### ОПИСАНИЕ ЗАДАНИЯ
Пожалуйста, процитируйте дословно все пункты, приведенные ниже.
▼
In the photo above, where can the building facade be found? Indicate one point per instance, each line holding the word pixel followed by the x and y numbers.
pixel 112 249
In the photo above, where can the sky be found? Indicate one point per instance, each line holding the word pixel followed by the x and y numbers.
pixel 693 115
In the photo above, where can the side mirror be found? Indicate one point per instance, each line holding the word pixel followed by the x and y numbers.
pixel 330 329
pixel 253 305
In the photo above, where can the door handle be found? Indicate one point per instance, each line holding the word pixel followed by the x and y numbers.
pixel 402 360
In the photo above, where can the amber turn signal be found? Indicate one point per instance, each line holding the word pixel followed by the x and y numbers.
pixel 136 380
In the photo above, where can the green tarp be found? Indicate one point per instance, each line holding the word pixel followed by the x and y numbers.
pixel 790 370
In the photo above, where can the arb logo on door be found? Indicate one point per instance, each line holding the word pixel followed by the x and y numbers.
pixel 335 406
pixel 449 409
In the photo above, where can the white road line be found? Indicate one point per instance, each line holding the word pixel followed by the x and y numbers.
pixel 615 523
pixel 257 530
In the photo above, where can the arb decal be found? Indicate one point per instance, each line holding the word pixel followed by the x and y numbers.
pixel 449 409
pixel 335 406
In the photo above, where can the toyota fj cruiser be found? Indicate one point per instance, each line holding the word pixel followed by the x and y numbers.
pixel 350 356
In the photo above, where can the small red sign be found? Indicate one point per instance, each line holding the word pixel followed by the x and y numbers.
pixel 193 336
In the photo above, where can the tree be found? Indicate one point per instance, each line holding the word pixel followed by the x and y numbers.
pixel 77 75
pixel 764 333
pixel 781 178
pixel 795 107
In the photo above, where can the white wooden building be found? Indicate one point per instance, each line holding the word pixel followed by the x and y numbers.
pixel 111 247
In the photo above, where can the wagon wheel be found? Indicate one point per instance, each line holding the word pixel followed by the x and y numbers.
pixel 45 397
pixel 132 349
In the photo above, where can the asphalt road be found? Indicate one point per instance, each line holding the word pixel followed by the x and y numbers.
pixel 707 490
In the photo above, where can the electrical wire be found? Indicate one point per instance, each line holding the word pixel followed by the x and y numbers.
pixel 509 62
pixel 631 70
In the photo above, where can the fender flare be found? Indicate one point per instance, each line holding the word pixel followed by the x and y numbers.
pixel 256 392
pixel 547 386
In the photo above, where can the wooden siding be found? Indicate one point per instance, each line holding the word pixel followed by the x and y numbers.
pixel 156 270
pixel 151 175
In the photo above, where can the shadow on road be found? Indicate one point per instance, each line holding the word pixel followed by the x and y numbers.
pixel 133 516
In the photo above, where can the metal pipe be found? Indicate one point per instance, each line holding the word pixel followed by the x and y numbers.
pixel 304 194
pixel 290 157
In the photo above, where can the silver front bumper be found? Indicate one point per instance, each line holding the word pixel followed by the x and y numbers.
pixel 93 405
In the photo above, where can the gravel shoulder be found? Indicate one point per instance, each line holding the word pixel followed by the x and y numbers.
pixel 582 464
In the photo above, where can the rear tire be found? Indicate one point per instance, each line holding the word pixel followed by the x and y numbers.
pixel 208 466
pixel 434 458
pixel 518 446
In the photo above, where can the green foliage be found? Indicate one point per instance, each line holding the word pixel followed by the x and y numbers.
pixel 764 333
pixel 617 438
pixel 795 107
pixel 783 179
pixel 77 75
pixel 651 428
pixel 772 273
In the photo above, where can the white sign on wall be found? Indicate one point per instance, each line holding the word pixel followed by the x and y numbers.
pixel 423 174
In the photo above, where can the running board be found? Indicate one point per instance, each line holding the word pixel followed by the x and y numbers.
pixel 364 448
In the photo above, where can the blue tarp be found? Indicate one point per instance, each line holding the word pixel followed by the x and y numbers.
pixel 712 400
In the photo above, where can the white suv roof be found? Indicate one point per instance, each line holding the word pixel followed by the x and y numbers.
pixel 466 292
▲
### РЕШЕНИЕ ЗАДАНИЯ
In the photo above, where can the building facade be found? Indicate one point per instance, each line holding the word pixel followed by the x and y numbers.
pixel 112 249
In the photo above, where can the sky be found? Indicate one point per instance, each line holding the word pixel followed by the x and y numbers.
pixel 693 115
In the photo above, where can the side mirror be found? Indicate one point per instance, each line holding the word pixel followed by the x and y numbers.
pixel 330 329
pixel 253 305
In the photo above, where can the door handle be found? Indicate one point per instance, each line holding the word pixel followed by the x and y numbers.
pixel 402 360
In the photo above, where can the amber turn signal be found? Indicate one point per instance, each line holding the word pixel followed by the x and y numbers.
pixel 136 380
In the photo above, where can the green tarp be found? Indicate one point per instance, each line holding the word pixel followed by the x and y numbers.
pixel 790 370
In the photo above, where can the arb logo on door be found? Indicate one point per instance, each line holding the word pixel followed by the x and y numbers.
pixel 335 406
pixel 449 409
In the photo above, where can the white road line be found? Indicate one point per instance, each line holding the word pixel followed by the x and y numbers.
pixel 615 523
pixel 257 530
In the photo above, where can the arb decal be found? Indicate one point per instance, each line holding the word pixel followed by the x and y numbers.
pixel 449 409
pixel 335 406
In the photo above, where can the toyota fj cruiser be found? Indicate one point per instance, each line holding the word pixel followed by the x and y numbers.
pixel 350 356
In the photo above, where can the small red sign be found? Indicate one point per instance, each line holding the word pixel followed by the x and y numbers.
pixel 193 336
In the photo above, where can the tree be found? Indicate one point per instance, each line holding the word pixel followed by the x and y numbers.
pixel 77 75
pixel 764 333
pixel 781 178
pixel 795 107
In the photo above, where can the white wooden building be found? Indicate one point per instance, each line holding the word pixel followed by the x and y numbers.
pixel 111 247
In the photo above, where can the wagon wheel be found? Indicate one point per instance, each line holding the word pixel followed by the x and y numbers.
pixel 45 397
pixel 132 349
In the photo above, where can the asphalt road be found? Indicate one point per instance, each line holding the word pixel followed by the x and y numbers.
pixel 707 490
In the photo above, where can the electrical wire be found? Indicate one point per instance, each line holding the word pixel followed by the x and y numbers.
pixel 509 62
pixel 631 70
In the photo above, where can the fender flare be found? Indicate one point per instance, each line holding the word pixel followed by the x and y numbers.
pixel 256 392
pixel 547 386
In the photo above, where can the wooden siding be found? Indicate one point per instance, each line holding the word pixel followed by the x and y numbers.
pixel 156 270
pixel 151 175
In the photo above, where can the shadow on road be found? Indicate one point per instance, each line holding the word pixel followed by the x and y numbers.
pixel 133 516
In the photo above, where can the metal pipe be found? Indicate one point per instance, each line holding the word pixel followed by the x and y numbers.
pixel 304 194
pixel 290 157
In the photo above, where can the silver front bumper be found? Indicate one point per instance, each line holding the word pixel followed by the x and y numbers.
pixel 93 405
In the photo above, where can the gravel shoulder be found? Indicate one point per instance, each line holding the word pixel followed by the x and y numbers.
pixel 582 464
In the photo above, where can the rear tire be found? Indicate one point per instance, each line holding the word pixel followed by the x and y numbers.
pixel 208 466
pixel 434 458
pixel 518 446
In the photo above, where can the green foliage be found? Indicate one point per instance, each line holding the word pixel followed by the x and y numbers.
pixel 764 333
pixel 617 438
pixel 795 107
pixel 783 179
pixel 77 75
pixel 651 428
pixel 772 273
In the photo above, where can the white sign on wall be found? Indicate one point per instance, each line holding the word pixel followed by the x and y numbers.
pixel 423 174
In the photo above, where can the running board be found? Indicate one point per instance, each line holding the word pixel followed by the x and y numbers.
pixel 364 448
In the photo above, where can the blue tarp be found? Indicate one point per instance, each line holding the word pixel followed by the x and y numbers.
pixel 712 400
In the photo above, where can the white suv roof be found? Indicate one point per instance, each line holding the word pixel followed by the x and y numbers.
pixel 466 292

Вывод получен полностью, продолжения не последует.